▶ [Questions on the material]
a. In the passage about reactions to Jankowicz, which two Republican congressmen accused her of spreading misinformation?
b. Write the next part of the passage about reactions to Jankowicz, picking up after its final sentence.

▶ [Selected extract]
=== Begin Enclosure ===
Critics accused Jankowicz of being hostile to conservative views, suggesting without evidence that she would censor protected speech. Republicans cited Jankowicz's comments about Elon Musk's then-standing offer to purchase Twitter as evidence of anti-conservative bias. Republican congressmen Jim Jordan and Josh Hawley accused Jankowicz of spreading misinformation. She later said that critics had taken her remarks out of context.

On CNN's State of The Union, U.S. Homeland Security Secretary Alejandro Mayorkas called Jankowicz "eminently qualified, a renowned expert in the field of disinformation". Progressive media watchdog Fairness & Accuracy in Reporting criticized mainstream media for focusing on right-wing criticism without considering potential left-wing objections to Jankowicz's appointment.
=== End Enclosure ===
(Excerpts from a dataset)
=== Begin Enclosure ===
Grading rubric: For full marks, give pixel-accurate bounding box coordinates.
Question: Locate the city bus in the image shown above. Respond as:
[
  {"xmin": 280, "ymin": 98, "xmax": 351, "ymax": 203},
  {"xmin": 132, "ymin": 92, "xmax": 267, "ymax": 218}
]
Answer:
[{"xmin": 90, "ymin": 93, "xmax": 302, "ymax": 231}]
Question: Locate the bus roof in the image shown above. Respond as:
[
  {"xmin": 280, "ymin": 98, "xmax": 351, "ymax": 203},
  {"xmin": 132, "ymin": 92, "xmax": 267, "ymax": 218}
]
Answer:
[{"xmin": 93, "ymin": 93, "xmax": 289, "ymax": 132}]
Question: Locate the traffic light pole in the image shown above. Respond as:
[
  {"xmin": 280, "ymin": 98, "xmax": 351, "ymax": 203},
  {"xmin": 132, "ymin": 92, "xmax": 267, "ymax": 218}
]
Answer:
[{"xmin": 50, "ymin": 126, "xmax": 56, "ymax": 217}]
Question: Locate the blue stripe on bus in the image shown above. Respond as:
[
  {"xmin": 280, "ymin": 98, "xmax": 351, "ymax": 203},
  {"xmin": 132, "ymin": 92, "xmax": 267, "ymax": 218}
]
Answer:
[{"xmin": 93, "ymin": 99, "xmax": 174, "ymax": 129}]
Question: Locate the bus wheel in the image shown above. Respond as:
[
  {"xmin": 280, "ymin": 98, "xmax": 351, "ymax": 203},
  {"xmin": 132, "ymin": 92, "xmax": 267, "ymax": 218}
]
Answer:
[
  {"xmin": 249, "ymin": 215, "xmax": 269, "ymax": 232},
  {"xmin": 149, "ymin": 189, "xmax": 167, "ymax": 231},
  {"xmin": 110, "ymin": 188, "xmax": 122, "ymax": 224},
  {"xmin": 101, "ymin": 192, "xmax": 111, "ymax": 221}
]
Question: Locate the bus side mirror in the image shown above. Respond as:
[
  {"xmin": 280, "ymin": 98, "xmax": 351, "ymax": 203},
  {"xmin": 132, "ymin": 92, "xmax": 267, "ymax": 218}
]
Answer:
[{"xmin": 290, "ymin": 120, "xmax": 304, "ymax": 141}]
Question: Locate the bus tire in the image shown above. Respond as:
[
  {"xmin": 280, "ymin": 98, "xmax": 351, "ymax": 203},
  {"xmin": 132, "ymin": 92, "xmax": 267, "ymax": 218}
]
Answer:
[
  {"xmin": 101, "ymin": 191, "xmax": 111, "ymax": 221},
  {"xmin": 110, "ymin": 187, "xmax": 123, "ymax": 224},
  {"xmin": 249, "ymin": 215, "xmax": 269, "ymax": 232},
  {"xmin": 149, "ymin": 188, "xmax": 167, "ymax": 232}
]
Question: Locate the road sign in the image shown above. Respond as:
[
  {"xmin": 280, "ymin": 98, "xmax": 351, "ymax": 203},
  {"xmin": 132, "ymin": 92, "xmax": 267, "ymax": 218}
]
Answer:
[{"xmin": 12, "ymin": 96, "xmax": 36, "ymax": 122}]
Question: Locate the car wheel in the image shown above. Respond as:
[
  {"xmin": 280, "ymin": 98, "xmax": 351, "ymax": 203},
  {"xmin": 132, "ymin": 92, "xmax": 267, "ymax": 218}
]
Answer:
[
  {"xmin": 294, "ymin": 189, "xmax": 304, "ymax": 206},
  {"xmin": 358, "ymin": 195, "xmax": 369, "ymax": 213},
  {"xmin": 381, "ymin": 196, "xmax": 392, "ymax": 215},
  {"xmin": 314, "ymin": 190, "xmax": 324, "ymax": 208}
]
=== End Enclosure ===
▶ [Task-by-task results]
a. Jim Jordan and Josh Hawley.

b.
In May 2022, the Disinformation Governance Board and its working groups were "paused" pending review, after which Jankowicz resigned from the board. A DHS spokesperson told The Washington Post that "Nina Jankowicz has been subjected to unjustified and vile personal attacks and physical threats". Writing in the Post, journalist Taylor Lorenz cited failures by DHS to communicate with relevant congressional entities, to respond to criticism of the board's name and its unclear mission, and to defend Jankowicz against right-wing criticism. In August 2022, DHS Secretary Mayorkas disbanded the board.

Jankowicz appeared on CNN's Reliable Sources, during which she described the board as a "victim of disinformation", saying its purpose had been misrepresented by Republicans and the far left, and that she herself had been the subject of disproportionate media attention. Jankowicz said she was opposed to censorship and had worked against it in Russia, Belarus and Ukraine. She said she declined an offer of continued employment with the Biden administration, because of the administration's lack of response to criticism of her and the board.

In March 2023, Jankowicz was subpoenaed by the House Judiciary Select Subcommittee on the Weaponization of the Federal Government, chaired by Jordan, to answer questions about the disinformation board. When she was 8 months pregnant, she was advised by a private security consultant to leave her home for her own safety.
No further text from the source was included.